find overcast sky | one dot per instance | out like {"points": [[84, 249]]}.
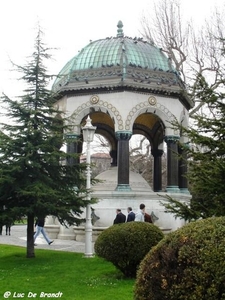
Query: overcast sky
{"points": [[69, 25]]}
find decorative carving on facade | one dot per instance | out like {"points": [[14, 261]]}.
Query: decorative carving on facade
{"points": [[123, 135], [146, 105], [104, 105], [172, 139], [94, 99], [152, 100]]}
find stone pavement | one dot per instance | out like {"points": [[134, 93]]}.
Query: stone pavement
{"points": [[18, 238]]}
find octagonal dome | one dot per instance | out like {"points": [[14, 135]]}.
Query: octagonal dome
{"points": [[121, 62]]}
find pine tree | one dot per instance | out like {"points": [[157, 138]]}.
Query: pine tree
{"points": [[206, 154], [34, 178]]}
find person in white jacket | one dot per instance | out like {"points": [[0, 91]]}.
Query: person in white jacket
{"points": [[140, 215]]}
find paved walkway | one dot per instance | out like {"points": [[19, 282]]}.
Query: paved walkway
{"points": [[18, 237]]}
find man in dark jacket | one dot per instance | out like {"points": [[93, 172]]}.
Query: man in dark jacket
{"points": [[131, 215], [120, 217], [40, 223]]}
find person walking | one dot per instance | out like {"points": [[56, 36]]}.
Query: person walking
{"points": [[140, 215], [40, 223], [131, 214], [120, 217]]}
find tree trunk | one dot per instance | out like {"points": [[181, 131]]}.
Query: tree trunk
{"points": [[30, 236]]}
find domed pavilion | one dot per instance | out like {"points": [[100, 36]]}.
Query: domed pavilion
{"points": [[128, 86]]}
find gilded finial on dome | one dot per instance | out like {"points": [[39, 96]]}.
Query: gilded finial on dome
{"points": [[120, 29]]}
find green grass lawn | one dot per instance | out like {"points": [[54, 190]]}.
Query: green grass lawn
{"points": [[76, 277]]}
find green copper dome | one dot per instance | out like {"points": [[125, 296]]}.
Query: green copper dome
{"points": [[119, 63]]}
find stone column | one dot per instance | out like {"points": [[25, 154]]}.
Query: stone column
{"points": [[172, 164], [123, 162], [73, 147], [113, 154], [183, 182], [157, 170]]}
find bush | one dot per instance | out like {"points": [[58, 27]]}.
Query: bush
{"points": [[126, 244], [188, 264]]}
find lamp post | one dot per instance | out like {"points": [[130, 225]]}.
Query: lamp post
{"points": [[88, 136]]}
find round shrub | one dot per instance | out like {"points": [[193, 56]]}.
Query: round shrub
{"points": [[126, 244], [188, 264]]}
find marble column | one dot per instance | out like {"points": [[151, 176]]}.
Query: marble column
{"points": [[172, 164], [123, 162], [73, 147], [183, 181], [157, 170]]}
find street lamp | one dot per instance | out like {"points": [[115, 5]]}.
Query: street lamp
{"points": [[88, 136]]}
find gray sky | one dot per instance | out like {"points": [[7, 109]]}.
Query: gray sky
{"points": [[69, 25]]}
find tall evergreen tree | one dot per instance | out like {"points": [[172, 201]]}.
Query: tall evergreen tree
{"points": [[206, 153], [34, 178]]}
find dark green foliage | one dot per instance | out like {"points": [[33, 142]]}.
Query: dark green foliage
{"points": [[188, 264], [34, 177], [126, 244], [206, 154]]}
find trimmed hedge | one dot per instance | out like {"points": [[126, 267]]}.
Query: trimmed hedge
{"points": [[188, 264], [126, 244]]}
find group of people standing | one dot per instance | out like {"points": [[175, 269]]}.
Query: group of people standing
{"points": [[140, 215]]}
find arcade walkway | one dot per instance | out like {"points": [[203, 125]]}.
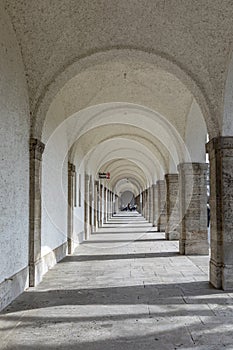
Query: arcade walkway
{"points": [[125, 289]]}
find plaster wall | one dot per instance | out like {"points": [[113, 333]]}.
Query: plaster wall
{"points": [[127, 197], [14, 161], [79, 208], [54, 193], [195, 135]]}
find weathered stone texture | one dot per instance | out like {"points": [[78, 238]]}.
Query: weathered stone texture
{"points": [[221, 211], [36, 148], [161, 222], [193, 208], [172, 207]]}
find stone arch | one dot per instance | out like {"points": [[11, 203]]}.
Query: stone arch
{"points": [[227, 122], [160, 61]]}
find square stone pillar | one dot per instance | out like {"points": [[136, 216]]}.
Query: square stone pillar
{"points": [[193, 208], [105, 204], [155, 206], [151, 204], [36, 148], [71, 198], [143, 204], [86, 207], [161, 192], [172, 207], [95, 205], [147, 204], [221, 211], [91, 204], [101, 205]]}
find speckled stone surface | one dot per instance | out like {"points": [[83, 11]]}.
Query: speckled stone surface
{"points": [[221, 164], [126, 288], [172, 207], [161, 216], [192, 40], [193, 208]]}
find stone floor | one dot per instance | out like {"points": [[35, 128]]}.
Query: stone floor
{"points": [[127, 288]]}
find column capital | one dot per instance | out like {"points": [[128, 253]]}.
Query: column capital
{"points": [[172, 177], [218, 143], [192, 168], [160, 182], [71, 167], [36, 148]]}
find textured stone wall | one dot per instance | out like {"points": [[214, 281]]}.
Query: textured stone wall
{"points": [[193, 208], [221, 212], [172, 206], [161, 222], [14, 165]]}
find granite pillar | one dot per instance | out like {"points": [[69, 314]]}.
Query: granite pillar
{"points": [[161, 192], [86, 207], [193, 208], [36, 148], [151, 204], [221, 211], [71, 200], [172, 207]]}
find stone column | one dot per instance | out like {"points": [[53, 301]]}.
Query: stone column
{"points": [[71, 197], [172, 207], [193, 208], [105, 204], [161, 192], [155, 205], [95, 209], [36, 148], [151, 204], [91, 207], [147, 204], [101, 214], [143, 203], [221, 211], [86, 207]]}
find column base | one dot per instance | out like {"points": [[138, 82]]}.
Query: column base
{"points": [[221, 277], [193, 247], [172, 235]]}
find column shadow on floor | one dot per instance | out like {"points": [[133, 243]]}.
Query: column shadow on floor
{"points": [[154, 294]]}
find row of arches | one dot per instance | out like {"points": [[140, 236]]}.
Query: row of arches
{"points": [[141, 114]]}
+---+
__PROBLEM__:
Exclude the images and reproduce the remaining data exactly.

__TASK RESULT__:
find overcast sky | one dot per instance | out like {"points": [[84, 249]]}.
Query: overcast sky
{"points": [[69, 25]]}
find decorative carving on facade | one dot per instance | out like {"points": [[14, 261]]}.
Query: decorative carving on facade
{"points": [[123, 135], [146, 105], [104, 105], [172, 139], [94, 99], [152, 100]]}
find stone pavement | one dot per instance | out like {"points": [[134, 93]]}.
Query: stone pavement
{"points": [[18, 238]]}
find octagonal dome | one dot per instance | out like {"points": [[14, 135]]}.
Query: octagonal dome
{"points": [[121, 62]]}
find pine tree | one dot per instance | out like {"points": [[157, 138]]}.
Query: pine tree
{"points": [[206, 154], [34, 178]]}
find person in white jacket | one dot per instance | out like {"points": [[0, 91]]}.
Query: person in white jacket
{"points": [[140, 215]]}
find paved walkway | one dot per instance | out like {"points": [[19, 282]]}.
Query: paved walkway
{"points": [[18, 237]]}
find man in dark jacket | one dot per instance | out like {"points": [[93, 172]]}.
Query: man in dark jacket
{"points": [[131, 215], [120, 217], [40, 223]]}
find person walking | one dot per instance | out like {"points": [[56, 36]]}.
Query: person walking
{"points": [[140, 215], [40, 223], [131, 214], [120, 217]]}
find tree trunk | one dot per instance | out like {"points": [[181, 131]]}.
Query: tree trunk
{"points": [[30, 236]]}
find domed pavilion | one dot per instance | out like {"points": [[100, 36]]}.
Query: domed pavilion
{"points": [[128, 86]]}
find gilded finial on dome | one dot per instance | out like {"points": [[39, 96]]}.
Query: gilded finial on dome
{"points": [[120, 29]]}
find green grass lawn | one dot per instance | out like {"points": [[54, 190]]}.
Query: green grass lawn
{"points": [[76, 277]]}
find green copper dome | one dot per instance | out like {"points": [[125, 296]]}.
Query: green copper dome
{"points": [[119, 63]]}
find stone column | one dot per instance | out like {"points": [[25, 154]]}.
Query: stone column
{"points": [[172, 164], [123, 162], [73, 147], [113, 154], [183, 182], [157, 170]]}
find bush | one dot per instance | out like {"points": [[58, 27]]}.
Query: bush
{"points": [[126, 244], [188, 264]]}
find lamp post | one dot per instance | out like {"points": [[130, 225]]}.
Query: lamp post
{"points": [[88, 136]]}
find round shrub | one dot per instance | out like {"points": [[193, 56]]}.
Query: round shrub
{"points": [[126, 244], [188, 264]]}
find marble column | one dot per instance | out like {"points": [[151, 176]]}.
Query: marble column
{"points": [[172, 164], [123, 162], [73, 147], [183, 181], [157, 170]]}
find street lamp | one dot per instance | out like {"points": [[115, 5]]}.
Query: street lamp
{"points": [[88, 136]]}
find gray sky | one dot per instance | out like {"points": [[7, 109]]}.
Query: gray sky
{"points": [[69, 25]]}
find tall evergreen tree | one dot per instance | out like {"points": [[172, 201]]}.
Query: tall evergreen tree
{"points": [[206, 153], [34, 178]]}
find dark green foliage | one dot per instance | out like {"points": [[33, 142]]}.
Query: dark green foliage
{"points": [[188, 264], [34, 177], [126, 244], [206, 154]]}
find trimmed hedge | one dot per instance | out like {"points": [[126, 267]]}.
Query: trimmed hedge
{"points": [[188, 264], [126, 244]]}
find group of people standing | one dot per instance | out like {"points": [[175, 269]]}.
Query: group of people standing
{"points": [[140, 215]]}
find arcade walkway | one dot per instance | out like {"points": [[203, 125]]}.
Query: arcade walkway
{"points": [[125, 289]]}
find plaster wall | one dot per instance | out like {"points": [[113, 333]]}.
Query: plaster wall
{"points": [[127, 197], [14, 161], [79, 208], [54, 193], [195, 135]]}
find weathered stone texture | one dot per instance | out like {"points": [[78, 238]]}.
Query: weathered stone texture
{"points": [[221, 211], [36, 148], [161, 222], [193, 208], [172, 207]]}
find stone arch | one dot per instance | out like {"points": [[11, 203]]}.
Query: stone arch
{"points": [[227, 122], [160, 61]]}
find square stone pillar | one dot per instance | out like {"points": [[136, 216]]}.
Query: square stone pillar
{"points": [[193, 208], [105, 204], [155, 206], [151, 204], [36, 148], [71, 198], [143, 204], [86, 207], [161, 192], [172, 207], [95, 205], [147, 204], [221, 211], [91, 204], [101, 205]]}
find speckled stone surface | one dot per instance | out like {"points": [[83, 11]]}.
Query: speckled stone surface
{"points": [[221, 164], [126, 288], [172, 207], [161, 216], [192, 40], [193, 208]]}
find stone floor | one dot per instance | out like {"points": [[35, 128]]}.
Query: stone floor
{"points": [[127, 288]]}
find column capital | one dot per instance | out like {"points": [[128, 253]]}.
Query: column capital
{"points": [[172, 177], [218, 143], [192, 168], [160, 182], [71, 167], [36, 148]]}
find textured stone wall | one dot per instance | out like {"points": [[214, 281]]}.
Query: textured stone wall
{"points": [[193, 208], [221, 212], [172, 206], [161, 222], [14, 165]]}
find granite pillar | one dot per instance | out like {"points": [[69, 314]]}.
Query: granite pillar
{"points": [[161, 192], [86, 207], [193, 208], [36, 148], [151, 204], [221, 211], [71, 200], [172, 207]]}
find stone column | one dot per instance | out like {"points": [[53, 301]]}.
Query: stone column
{"points": [[71, 197], [172, 207], [193, 208], [105, 204], [161, 192], [155, 205], [95, 209], [36, 148], [151, 204], [91, 207], [147, 204], [101, 214], [143, 203], [221, 211], [86, 207]]}
find column base | one dot per instance | out like {"points": [[138, 82]]}.
Query: column base
{"points": [[221, 277], [193, 247], [172, 235]]}
find column shadow on floor | one dot per instance | out like {"points": [[133, 243]]}.
Query: column shadow on floor
{"points": [[154, 294]]}
find row of arches | one dot per instance | out like {"points": [[140, 236]]}.
Query: row of arches
{"points": [[141, 114]]}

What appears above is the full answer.